**Your instructions**.
Using the records provided below, locate and copy each line that contains the word "white".

━━━━━━━━━━

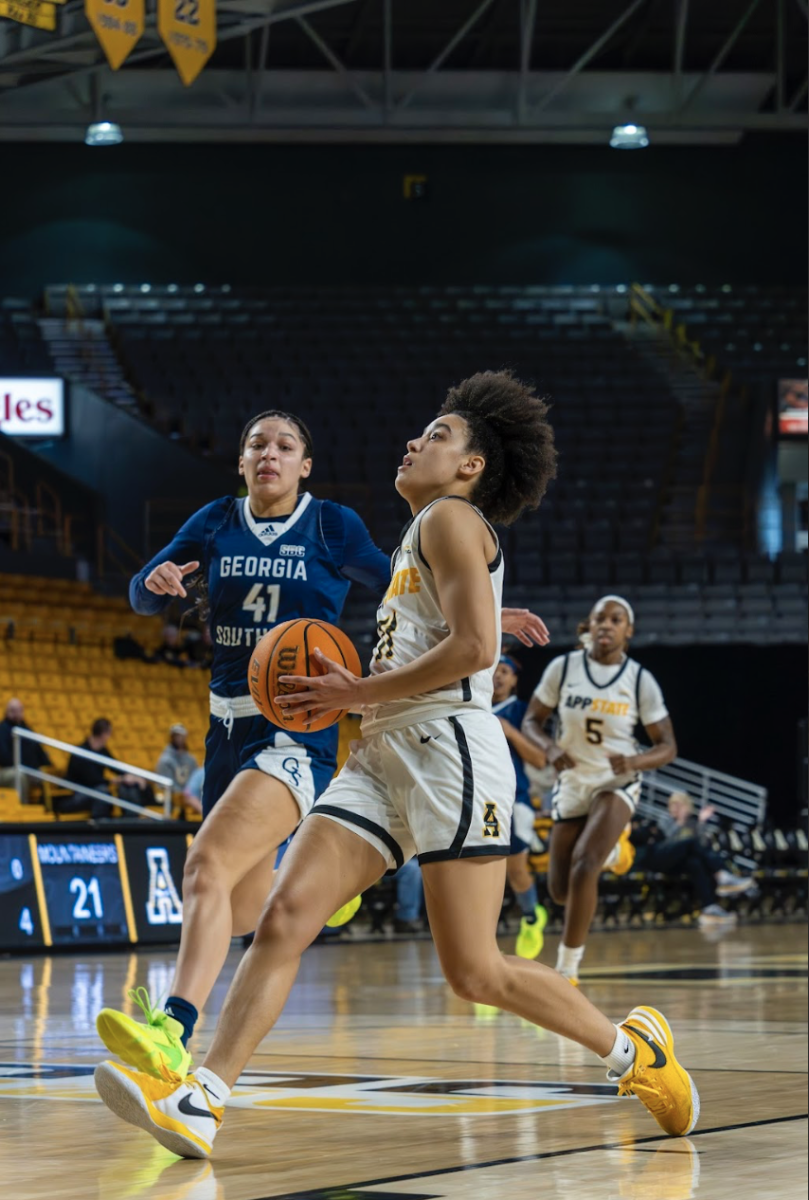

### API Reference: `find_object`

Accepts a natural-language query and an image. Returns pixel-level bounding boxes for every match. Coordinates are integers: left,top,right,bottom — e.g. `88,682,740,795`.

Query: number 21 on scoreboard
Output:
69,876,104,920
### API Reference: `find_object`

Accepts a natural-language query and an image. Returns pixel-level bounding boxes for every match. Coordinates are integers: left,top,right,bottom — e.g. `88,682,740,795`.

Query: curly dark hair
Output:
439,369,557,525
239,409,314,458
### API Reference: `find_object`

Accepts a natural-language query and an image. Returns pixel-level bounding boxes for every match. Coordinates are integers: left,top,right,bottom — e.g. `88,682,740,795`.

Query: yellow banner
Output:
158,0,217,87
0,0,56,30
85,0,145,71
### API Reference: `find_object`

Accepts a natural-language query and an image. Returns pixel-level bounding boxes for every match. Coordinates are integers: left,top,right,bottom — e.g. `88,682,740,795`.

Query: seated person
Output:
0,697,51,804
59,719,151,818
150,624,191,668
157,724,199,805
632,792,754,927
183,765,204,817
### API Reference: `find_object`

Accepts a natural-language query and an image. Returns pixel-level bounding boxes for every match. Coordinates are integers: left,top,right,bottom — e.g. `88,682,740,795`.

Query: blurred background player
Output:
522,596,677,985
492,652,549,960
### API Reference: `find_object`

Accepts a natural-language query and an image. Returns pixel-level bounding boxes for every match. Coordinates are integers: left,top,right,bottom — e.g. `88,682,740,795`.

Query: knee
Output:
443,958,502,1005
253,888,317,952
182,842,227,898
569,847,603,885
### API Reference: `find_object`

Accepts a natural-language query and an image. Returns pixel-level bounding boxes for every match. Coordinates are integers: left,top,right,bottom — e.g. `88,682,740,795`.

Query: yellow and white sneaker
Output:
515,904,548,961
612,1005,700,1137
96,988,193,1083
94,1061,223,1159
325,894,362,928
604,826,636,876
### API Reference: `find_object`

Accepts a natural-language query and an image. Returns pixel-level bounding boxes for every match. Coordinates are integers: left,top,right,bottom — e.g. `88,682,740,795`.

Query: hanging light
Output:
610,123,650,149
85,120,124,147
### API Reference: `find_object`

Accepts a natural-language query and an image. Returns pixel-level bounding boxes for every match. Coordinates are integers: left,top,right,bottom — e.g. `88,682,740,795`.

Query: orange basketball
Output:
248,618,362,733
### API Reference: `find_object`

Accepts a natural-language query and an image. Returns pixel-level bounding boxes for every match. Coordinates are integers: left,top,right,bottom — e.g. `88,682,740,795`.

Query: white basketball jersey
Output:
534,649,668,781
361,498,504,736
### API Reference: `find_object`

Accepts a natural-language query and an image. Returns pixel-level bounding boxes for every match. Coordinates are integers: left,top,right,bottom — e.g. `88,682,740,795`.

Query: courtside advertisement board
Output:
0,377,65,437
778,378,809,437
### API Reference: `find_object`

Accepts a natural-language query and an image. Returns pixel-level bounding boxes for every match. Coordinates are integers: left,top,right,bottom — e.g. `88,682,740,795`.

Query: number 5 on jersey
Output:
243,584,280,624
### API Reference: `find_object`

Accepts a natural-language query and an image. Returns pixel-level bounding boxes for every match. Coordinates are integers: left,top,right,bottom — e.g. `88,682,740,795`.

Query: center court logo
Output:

━━━━━━━━━━

**Output**.
Query: yellow and white sneaker
Query: white basketball jersey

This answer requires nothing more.